● **Task instructions**
When you restate the data, keep every word as it is and drop the images.

Given records: Begin

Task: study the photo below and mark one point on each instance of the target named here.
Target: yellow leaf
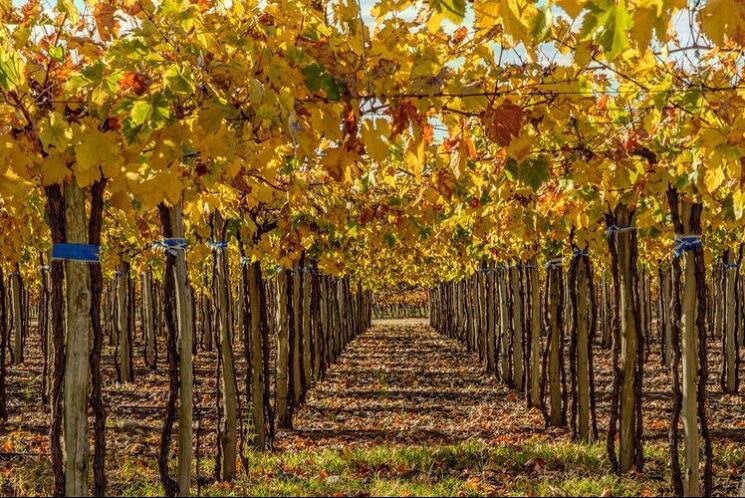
(713, 178)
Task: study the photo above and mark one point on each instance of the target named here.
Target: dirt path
(401, 383)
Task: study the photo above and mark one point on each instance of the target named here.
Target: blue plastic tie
(172, 246)
(685, 243)
(613, 229)
(83, 253)
(217, 246)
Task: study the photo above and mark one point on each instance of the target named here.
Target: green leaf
(57, 53)
(609, 22)
(11, 70)
(177, 82)
(68, 7)
(140, 112)
(453, 10)
(533, 172)
(318, 79)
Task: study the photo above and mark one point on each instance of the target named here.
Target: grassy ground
(536, 468)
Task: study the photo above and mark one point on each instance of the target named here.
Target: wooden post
(517, 330)
(77, 348)
(283, 350)
(229, 391)
(185, 340)
(17, 308)
(536, 344)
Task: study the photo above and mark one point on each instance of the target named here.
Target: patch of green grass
(534, 467)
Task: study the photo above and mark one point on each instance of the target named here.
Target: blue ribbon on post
(685, 243)
(84, 253)
(217, 246)
(614, 229)
(172, 246)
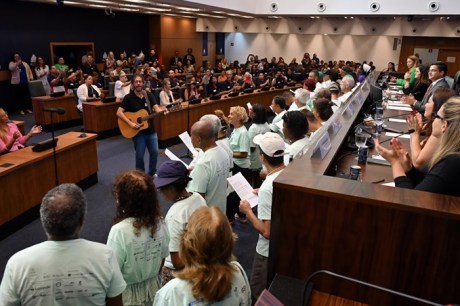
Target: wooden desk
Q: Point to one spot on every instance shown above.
(31, 174)
(178, 122)
(401, 239)
(100, 117)
(67, 102)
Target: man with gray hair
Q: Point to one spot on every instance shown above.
(212, 167)
(65, 269)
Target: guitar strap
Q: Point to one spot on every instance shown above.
(148, 105)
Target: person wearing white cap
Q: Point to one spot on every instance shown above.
(301, 96)
(272, 148)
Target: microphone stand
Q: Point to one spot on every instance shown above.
(54, 149)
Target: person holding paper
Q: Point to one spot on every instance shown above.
(209, 176)
(272, 157)
(241, 146)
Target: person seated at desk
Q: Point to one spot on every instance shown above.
(56, 79)
(213, 87)
(261, 81)
(442, 176)
(422, 150)
(279, 80)
(191, 92)
(122, 87)
(210, 276)
(10, 137)
(166, 95)
(87, 92)
(295, 129)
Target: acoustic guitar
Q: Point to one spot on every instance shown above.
(140, 117)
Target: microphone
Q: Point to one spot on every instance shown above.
(403, 133)
(60, 111)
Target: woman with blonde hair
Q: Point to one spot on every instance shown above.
(10, 137)
(210, 275)
(139, 237)
(442, 176)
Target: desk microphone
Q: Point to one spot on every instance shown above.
(403, 133)
(60, 111)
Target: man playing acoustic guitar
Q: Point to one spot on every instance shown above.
(145, 136)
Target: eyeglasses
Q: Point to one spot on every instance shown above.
(436, 116)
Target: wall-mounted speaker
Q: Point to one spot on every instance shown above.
(321, 7)
(433, 6)
(274, 7)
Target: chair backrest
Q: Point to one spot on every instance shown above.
(456, 84)
(36, 88)
(111, 89)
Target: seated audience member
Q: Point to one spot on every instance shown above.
(278, 106)
(56, 80)
(122, 86)
(301, 97)
(61, 66)
(241, 147)
(191, 92)
(139, 238)
(314, 124)
(422, 150)
(88, 271)
(259, 126)
(90, 66)
(171, 180)
(279, 80)
(420, 87)
(346, 87)
(212, 167)
(213, 87)
(322, 109)
(210, 276)
(166, 95)
(261, 81)
(87, 92)
(272, 148)
(442, 176)
(436, 74)
(295, 129)
(10, 137)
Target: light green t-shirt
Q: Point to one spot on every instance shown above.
(209, 177)
(240, 142)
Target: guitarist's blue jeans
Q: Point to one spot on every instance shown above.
(144, 141)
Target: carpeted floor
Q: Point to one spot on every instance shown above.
(115, 154)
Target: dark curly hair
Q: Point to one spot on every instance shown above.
(136, 197)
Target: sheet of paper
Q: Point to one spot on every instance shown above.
(400, 108)
(391, 134)
(397, 120)
(243, 189)
(172, 156)
(185, 137)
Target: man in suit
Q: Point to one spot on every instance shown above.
(436, 74)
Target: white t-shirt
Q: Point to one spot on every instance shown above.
(56, 272)
(176, 220)
(120, 90)
(240, 142)
(139, 257)
(178, 292)
(254, 130)
(297, 149)
(264, 210)
(209, 177)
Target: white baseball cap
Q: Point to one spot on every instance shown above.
(302, 95)
(270, 143)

Given records: End

● **Solved exercise**
Task: study the photo below and mark one point on each instance of the target named here.
Target: yellow leaf
(713, 178)
Task: study the photo above and mark one point on each instance of the target named here.
Target: dirt path
(401, 383)
Task: study the photo above and mark one point on each instance of the target named here.
Target: blue plastic tie
(172, 246)
(685, 243)
(613, 229)
(83, 253)
(217, 246)
Task: study the photo above and mark one point on each instance of the target named here.
Target: green leaf
(57, 53)
(609, 22)
(11, 70)
(177, 82)
(68, 7)
(140, 112)
(453, 10)
(533, 172)
(318, 79)
Task: study the photo above and mark one point on each instance of the target named here.
Target: grassy ground
(536, 468)
Task: study the photo above and mark one point on each instance of the target named here.
Target: wooden post
(517, 330)
(77, 348)
(283, 350)
(229, 391)
(185, 340)
(17, 308)
(536, 344)
Task: study the photo above and mark one point on each instance of the target named here.
Target: patch of green grass
(534, 467)
Task: study the photo above and mark one point on each instance of the target named here.
Target: blue ribbon on post
(685, 243)
(84, 253)
(217, 246)
(614, 229)
(172, 246)
Target: wooden desk
Q: Point to one spot on every instance shown above.
(31, 174)
(178, 122)
(401, 239)
(100, 117)
(67, 102)
Target: man with gray hair
Q: Point to one spot on every instance shown above.
(212, 167)
(65, 269)
Target: guitar strap
Q: Point to one spot on every instance shown above.
(148, 105)
Target: person wearing white cap
Q: Point to one spot on every instance shown above.
(301, 96)
(272, 148)
Target: microphone stand
Q: Point to one spot on every instance shown above.
(54, 149)
Target: person holding paper
Q: Point to one spot on every instance shown above.
(209, 176)
(272, 157)
(241, 146)
Target: person seated at desk
Q: Point to one spot on every instance shown above.
(56, 79)
(213, 87)
(261, 81)
(442, 176)
(422, 150)
(279, 80)
(191, 92)
(122, 87)
(210, 276)
(10, 137)
(166, 95)
(87, 92)
(295, 129)
Target: acoustic guitar
Q: Point to one spot on every instance shown above.
(140, 117)
Target: microphone
Q: Point to one spot on every instance shown above.
(403, 133)
(60, 111)
Target: woman with blonde hair
Q: Point to one spot on every instance shown above.
(10, 137)
(210, 275)
(139, 237)
(442, 176)
Target: desk microphone
Q: Point to one spot on every instance shown above.
(403, 133)
(60, 111)
Target: man playing acoustic guitar
Q: Point to one spot on every instance shown above.
(145, 136)
Target: eyeglasses
Q: Point to one spot on every instance shown above.
(436, 116)
Target: wall-mounted speaker
Q: Point to one spot on every instance shown above.
(321, 7)
(433, 6)
(274, 7)
Target: chair backrest
Q: Point to one spot on every instance shown above.
(456, 84)
(36, 88)
(111, 89)
Target: seated audience member
Q: Point to one spot on every instance shown above.
(278, 106)
(56, 80)
(122, 86)
(301, 97)
(61, 66)
(241, 147)
(191, 92)
(139, 238)
(314, 124)
(422, 150)
(88, 271)
(259, 126)
(90, 66)
(171, 180)
(279, 80)
(420, 87)
(346, 87)
(212, 167)
(213, 87)
(322, 109)
(210, 276)
(166, 95)
(261, 81)
(87, 92)
(272, 148)
(442, 176)
(436, 74)
(295, 129)
(10, 137)
Target: light green t-shirt
Q: Point to one spot on every instance shown above.
(209, 177)
(240, 142)
Target: guitarist's blue jeans
Q: Point to one spot on every instance shown above.
(144, 141)
Target: carpeted floor
Q: Point to one spot on every instance shown above.
(115, 154)
Target: dark curly hair
Q: Point to one spot on every instance shown above.
(136, 197)
Target: sheet of paper
Q: Point to one spot on every instance shown above.
(400, 108)
(391, 134)
(397, 120)
(243, 189)
(172, 156)
(185, 137)
Target: man in suit
Q: Point to one spot on every instance shown above.
(436, 74)
Target: white t-shirt
Q: Point to one spot on every instance shown above.
(56, 272)
(176, 220)
(120, 90)
(240, 142)
(139, 257)
(178, 292)
(254, 130)
(297, 149)
(264, 210)
(209, 177)
Target: white baseball cap
Q: Point to one spot on every instance shown above.
(302, 95)
(270, 143)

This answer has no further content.